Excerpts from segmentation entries
----------------

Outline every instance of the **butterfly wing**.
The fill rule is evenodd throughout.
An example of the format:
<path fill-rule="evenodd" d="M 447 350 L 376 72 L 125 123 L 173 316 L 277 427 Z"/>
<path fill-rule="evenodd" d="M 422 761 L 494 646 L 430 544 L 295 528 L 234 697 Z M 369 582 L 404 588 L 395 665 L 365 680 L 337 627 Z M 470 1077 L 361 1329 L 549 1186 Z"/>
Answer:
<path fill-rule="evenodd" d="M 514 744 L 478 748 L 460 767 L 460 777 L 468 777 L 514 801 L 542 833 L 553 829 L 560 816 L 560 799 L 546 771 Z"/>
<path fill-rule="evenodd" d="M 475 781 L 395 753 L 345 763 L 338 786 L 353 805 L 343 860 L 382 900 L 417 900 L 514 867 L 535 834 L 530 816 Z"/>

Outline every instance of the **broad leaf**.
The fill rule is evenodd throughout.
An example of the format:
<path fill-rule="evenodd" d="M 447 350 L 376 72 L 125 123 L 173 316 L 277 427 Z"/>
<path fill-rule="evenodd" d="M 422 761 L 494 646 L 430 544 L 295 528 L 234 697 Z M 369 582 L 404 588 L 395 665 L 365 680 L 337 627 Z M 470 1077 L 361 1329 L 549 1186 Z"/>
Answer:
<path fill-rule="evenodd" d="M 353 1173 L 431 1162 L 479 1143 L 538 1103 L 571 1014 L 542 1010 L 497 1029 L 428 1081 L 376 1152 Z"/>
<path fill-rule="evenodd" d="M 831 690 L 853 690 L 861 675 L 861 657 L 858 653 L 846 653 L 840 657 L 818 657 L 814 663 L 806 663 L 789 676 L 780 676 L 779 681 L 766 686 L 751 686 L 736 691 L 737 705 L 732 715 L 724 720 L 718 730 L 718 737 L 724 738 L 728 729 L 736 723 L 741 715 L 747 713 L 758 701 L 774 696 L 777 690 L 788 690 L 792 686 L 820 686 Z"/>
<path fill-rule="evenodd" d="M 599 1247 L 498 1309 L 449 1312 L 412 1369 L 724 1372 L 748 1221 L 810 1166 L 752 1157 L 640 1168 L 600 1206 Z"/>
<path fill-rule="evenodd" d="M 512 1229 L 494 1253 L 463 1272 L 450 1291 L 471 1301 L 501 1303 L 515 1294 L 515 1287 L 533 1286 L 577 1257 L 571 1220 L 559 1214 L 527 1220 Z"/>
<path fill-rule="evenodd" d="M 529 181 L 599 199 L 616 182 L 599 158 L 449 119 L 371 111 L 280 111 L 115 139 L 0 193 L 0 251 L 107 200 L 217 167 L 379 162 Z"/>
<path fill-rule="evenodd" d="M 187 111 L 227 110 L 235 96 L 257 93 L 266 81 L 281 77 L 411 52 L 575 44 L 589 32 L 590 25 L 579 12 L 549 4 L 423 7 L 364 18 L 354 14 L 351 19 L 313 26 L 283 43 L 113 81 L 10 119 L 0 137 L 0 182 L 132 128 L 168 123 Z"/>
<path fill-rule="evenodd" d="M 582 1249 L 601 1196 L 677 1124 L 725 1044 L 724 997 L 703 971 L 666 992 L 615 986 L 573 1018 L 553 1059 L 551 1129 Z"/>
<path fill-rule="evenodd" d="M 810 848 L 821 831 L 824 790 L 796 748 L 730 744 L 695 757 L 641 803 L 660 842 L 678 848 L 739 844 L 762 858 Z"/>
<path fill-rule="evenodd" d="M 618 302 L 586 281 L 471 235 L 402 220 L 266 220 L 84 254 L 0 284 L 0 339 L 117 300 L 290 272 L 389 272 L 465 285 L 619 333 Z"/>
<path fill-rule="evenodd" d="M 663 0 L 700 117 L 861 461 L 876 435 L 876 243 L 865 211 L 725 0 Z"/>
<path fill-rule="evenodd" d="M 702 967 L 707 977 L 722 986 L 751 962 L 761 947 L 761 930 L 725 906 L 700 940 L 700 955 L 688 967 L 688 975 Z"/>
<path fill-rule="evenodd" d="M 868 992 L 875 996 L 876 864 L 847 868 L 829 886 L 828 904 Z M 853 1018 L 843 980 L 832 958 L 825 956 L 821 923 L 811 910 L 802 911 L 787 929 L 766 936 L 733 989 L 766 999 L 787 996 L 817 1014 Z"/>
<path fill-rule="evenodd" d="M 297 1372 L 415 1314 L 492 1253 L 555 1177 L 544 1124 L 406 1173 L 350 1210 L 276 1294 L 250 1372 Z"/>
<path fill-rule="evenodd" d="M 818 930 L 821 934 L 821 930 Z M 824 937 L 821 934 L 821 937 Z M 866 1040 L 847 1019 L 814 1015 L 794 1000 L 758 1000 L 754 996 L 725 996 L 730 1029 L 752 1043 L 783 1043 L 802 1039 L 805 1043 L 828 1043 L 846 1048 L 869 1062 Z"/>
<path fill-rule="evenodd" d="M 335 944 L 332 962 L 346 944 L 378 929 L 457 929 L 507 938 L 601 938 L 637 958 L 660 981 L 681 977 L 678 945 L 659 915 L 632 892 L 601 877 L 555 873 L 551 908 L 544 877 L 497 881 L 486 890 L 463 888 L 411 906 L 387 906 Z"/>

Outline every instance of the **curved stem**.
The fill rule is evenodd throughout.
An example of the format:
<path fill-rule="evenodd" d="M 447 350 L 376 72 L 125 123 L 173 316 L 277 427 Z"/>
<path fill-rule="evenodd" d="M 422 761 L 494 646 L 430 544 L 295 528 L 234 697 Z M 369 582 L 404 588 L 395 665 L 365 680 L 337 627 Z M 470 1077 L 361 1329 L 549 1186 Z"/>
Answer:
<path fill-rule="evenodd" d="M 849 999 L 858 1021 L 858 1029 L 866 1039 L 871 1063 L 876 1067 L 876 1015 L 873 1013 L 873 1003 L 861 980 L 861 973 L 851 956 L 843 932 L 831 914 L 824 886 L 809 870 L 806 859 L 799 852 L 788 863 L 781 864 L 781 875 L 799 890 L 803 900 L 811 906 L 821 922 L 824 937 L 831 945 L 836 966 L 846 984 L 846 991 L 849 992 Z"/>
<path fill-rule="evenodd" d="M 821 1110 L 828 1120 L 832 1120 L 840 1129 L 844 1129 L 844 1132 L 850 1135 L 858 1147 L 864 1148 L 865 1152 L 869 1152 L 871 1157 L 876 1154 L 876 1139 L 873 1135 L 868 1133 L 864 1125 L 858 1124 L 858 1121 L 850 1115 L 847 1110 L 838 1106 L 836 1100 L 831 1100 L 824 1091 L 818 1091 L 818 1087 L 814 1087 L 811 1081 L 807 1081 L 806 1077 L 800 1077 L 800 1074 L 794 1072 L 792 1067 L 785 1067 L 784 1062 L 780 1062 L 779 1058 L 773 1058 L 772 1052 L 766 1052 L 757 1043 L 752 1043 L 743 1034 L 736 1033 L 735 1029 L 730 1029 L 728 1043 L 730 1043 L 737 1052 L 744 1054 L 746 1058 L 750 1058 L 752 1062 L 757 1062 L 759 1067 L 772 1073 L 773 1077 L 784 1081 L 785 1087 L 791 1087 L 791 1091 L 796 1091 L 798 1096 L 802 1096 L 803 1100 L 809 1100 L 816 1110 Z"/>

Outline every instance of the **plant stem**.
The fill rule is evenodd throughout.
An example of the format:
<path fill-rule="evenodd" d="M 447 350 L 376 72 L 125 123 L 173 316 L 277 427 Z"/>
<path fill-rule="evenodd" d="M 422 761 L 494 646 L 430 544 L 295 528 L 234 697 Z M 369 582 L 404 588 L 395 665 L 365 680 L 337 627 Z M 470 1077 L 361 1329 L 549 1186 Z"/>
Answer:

----------------

**AIM OF THE TASK**
Format the lines of every entry above as a JSON list of strings, one string per line, leaving out blank lines.

**TASK ANSWER**
[
  "Outline every instance of the **butterfly wing**.",
  "The fill rule is evenodd throughout.",
  "An example of the format:",
  "<path fill-rule=\"evenodd\" d=\"M 447 350 L 376 72 L 125 123 L 173 316 L 277 427 Z\"/>",
  "<path fill-rule=\"evenodd\" d=\"M 422 761 L 494 646 L 430 544 L 295 528 L 234 697 Z M 369 582 L 404 588 L 395 665 L 365 680 L 337 627 Z M 470 1077 L 361 1329 L 549 1186 Z\"/>",
  "Answer:",
  "<path fill-rule=\"evenodd\" d=\"M 514 744 L 478 748 L 460 767 L 460 777 L 468 777 L 514 801 L 542 833 L 553 829 L 560 816 L 560 799 L 546 771 Z\"/>",
  "<path fill-rule=\"evenodd\" d=\"M 475 781 L 395 753 L 345 763 L 338 786 L 353 805 L 343 860 L 382 900 L 417 900 L 514 867 L 535 834 L 530 816 Z\"/>",
  "Outline every instance of the **broad leaf**.",
  "The fill rule is evenodd throughout.",
  "An example of the format:",
  "<path fill-rule=\"evenodd\" d=\"M 447 350 L 376 72 L 125 123 L 173 316 L 277 427 Z\"/>",
  "<path fill-rule=\"evenodd\" d=\"M 422 761 L 494 646 L 430 544 L 295 528 L 234 697 Z M 369 582 L 404 588 L 395 665 L 365 680 L 337 627 Z M 470 1077 L 361 1329 L 549 1186 Z\"/>",
  "Answer:",
  "<path fill-rule=\"evenodd\" d=\"M 353 1173 L 431 1162 L 479 1143 L 538 1103 L 571 1014 L 542 1010 L 497 1029 L 428 1081 L 376 1152 Z\"/>",
  "<path fill-rule=\"evenodd\" d=\"M 831 690 L 853 690 L 861 675 L 861 657 L 858 653 L 846 653 L 840 657 L 818 657 L 814 663 L 806 663 L 789 676 L 780 676 L 779 681 L 766 686 L 751 686 L 736 691 L 737 705 L 732 715 L 724 720 L 718 730 L 718 737 L 724 738 L 728 729 L 736 723 L 741 715 L 747 713 L 758 701 L 774 696 L 777 690 L 788 690 L 792 686 L 820 686 Z\"/>",
  "<path fill-rule=\"evenodd\" d=\"M 599 1247 L 498 1309 L 449 1312 L 412 1369 L 724 1372 L 748 1221 L 810 1166 L 752 1157 L 640 1168 L 600 1206 Z\"/>",
  "<path fill-rule=\"evenodd\" d=\"M 512 1229 L 494 1253 L 463 1272 L 450 1291 L 471 1301 L 501 1303 L 515 1294 L 515 1287 L 533 1286 L 577 1257 L 571 1220 L 559 1214 L 527 1220 Z\"/>",
  "<path fill-rule=\"evenodd\" d=\"M 529 181 L 599 199 L 616 182 L 599 158 L 449 119 L 371 111 L 280 111 L 115 139 L 0 193 L 0 251 L 107 200 L 217 167 L 379 162 Z\"/>",
  "<path fill-rule=\"evenodd\" d=\"M 187 111 L 227 110 L 235 96 L 257 93 L 266 81 L 281 77 L 411 52 L 575 44 L 589 32 L 590 25 L 579 12 L 549 4 L 423 7 L 364 18 L 354 14 L 351 19 L 313 26 L 283 43 L 113 81 L 10 119 L 0 137 L 0 182 L 132 128 L 168 123 Z\"/>",
  "<path fill-rule=\"evenodd\" d=\"M 582 1249 L 601 1196 L 677 1124 L 725 1044 L 724 997 L 703 971 L 666 992 L 615 986 L 573 1018 L 553 1059 L 551 1129 Z\"/>",
  "<path fill-rule=\"evenodd\" d=\"M 810 848 L 821 831 L 824 790 L 796 748 L 730 744 L 695 757 L 641 803 L 660 842 L 678 848 L 739 844 L 762 858 Z\"/>",
  "<path fill-rule=\"evenodd\" d=\"M 618 302 L 586 281 L 471 235 L 402 220 L 266 220 L 84 254 L 0 284 L 0 339 L 117 300 L 290 272 L 389 272 L 465 285 L 619 333 Z\"/>",
  "<path fill-rule=\"evenodd\" d=\"M 663 0 L 700 117 L 861 461 L 876 435 L 876 243 L 865 211 L 725 0 Z\"/>",
  "<path fill-rule=\"evenodd\" d=\"M 702 967 L 707 977 L 722 986 L 751 962 L 761 947 L 761 930 L 725 906 L 700 940 L 700 955 L 688 967 L 688 975 Z\"/>",
  "<path fill-rule=\"evenodd\" d=\"M 868 992 L 875 996 L 876 864 L 847 868 L 829 886 L 828 904 Z M 853 1018 L 843 980 L 832 958 L 825 956 L 821 923 L 811 910 L 802 911 L 787 929 L 766 936 L 733 989 L 766 999 L 787 996 L 817 1014 Z\"/>",
  "<path fill-rule=\"evenodd\" d=\"M 297 1372 L 415 1314 L 492 1253 L 555 1177 L 544 1124 L 406 1173 L 350 1210 L 276 1294 L 250 1372 Z\"/>",
  "<path fill-rule=\"evenodd\" d=\"M 818 930 L 821 934 L 821 930 Z M 824 937 L 821 934 L 821 937 Z M 866 1040 L 847 1019 L 814 1015 L 794 1000 L 758 1000 L 754 996 L 725 996 L 730 1029 L 752 1043 L 783 1043 L 802 1039 L 805 1043 L 828 1043 L 846 1048 L 869 1062 Z\"/>",
  "<path fill-rule=\"evenodd\" d=\"M 335 944 L 332 962 L 346 944 L 378 929 L 457 929 L 507 938 L 601 938 L 637 958 L 660 981 L 681 977 L 678 945 L 659 915 L 632 892 L 601 877 L 555 873 L 551 908 L 544 877 L 497 881 L 486 890 L 463 888 L 411 906 L 387 906 Z\"/>",
  "Outline every instance of the **curved stem**.",
  "The fill rule is evenodd throughout.",
  "An example of the format:",
  "<path fill-rule=\"evenodd\" d=\"M 447 350 L 376 72 L 125 123 L 173 316 L 277 427 Z\"/>",
  "<path fill-rule=\"evenodd\" d=\"M 422 761 L 494 646 L 430 544 L 295 528 L 234 697 Z M 369 582 L 404 588 L 395 665 L 365 680 L 337 627 Z M 470 1077 L 361 1329 L 549 1186 Z\"/>",
  "Answer:",
  "<path fill-rule=\"evenodd\" d=\"M 849 999 L 858 1021 L 858 1029 L 866 1039 L 871 1063 L 876 1067 L 876 1015 L 873 1013 L 873 1003 L 861 980 L 861 973 L 851 956 L 843 932 L 831 914 L 824 886 L 809 870 L 806 859 L 799 852 L 788 863 L 781 864 L 781 875 L 799 890 L 803 900 L 811 906 L 821 922 L 824 937 L 831 945 L 836 966 L 846 984 L 846 991 L 849 992 Z\"/>",
  "<path fill-rule=\"evenodd\" d=\"M 821 1110 L 828 1120 L 832 1120 L 840 1129 L 844 1129 L 844 1132 L 850 1135 L 858 1147 L 864 1148 L 865 1152 L 869 1152 L 871 1157 L 876 1154 L 876 1139 L 873 1135 L 868 1133 L 864 1125 L 858 1124 L 858 1121 L 850 1115 L 847 1110 L 838 1106 L 836 1100 L 831 1100 L 824 1091 L 818 1091 L 818 1087 L 814 1087 L 811 1081 L 807 1081 L 806 1077 L 800 1077 L 800 1074 L 794 1072 L 792 1067 L 785 1067 L 784 1062 L 780 1062 L 779 1058 L 773 1058 L 772 1052 L 766 1052 L 757 1043 L 752 1043 L 743 1034 L 736 1033 L 735 1029 L 730 1029 L 728 1043 L 730 1043 L 737 1052 L 744 1054 L 746 1058 L 750 1058 L 752 1062 L 757 1062 L 759 1067 L 772 1073 L 773 1077 L 784 1081 L 785 1087 L 791 1087 L 791 1091 L 796 1091 L 798 1096 L 802 1096 L 803 1100 L 809 1100 L 816 1110 Z\"/>",
  "Outline every instance of the **plant stem**.",
  "The fill rule is evenodd throughout.",
  "An example of the format:",
  "<path fill-rule=\"evenodd\" d=\"M 447 350 L 376 72 L 125 123 L 173 316 L 277 427 Z\"/>",
  "<path fill-rule=\"evenodd\" d=\"M 422 761 L 494 646 L 430 544 L 295 528 L 234 697 Z M 369 582 L 404 588 L 395 665 L 365 680 L 337 627 Z M 470 1077 L 361 1329 L 549 1186 Z\"/>",
  "Answer:"
]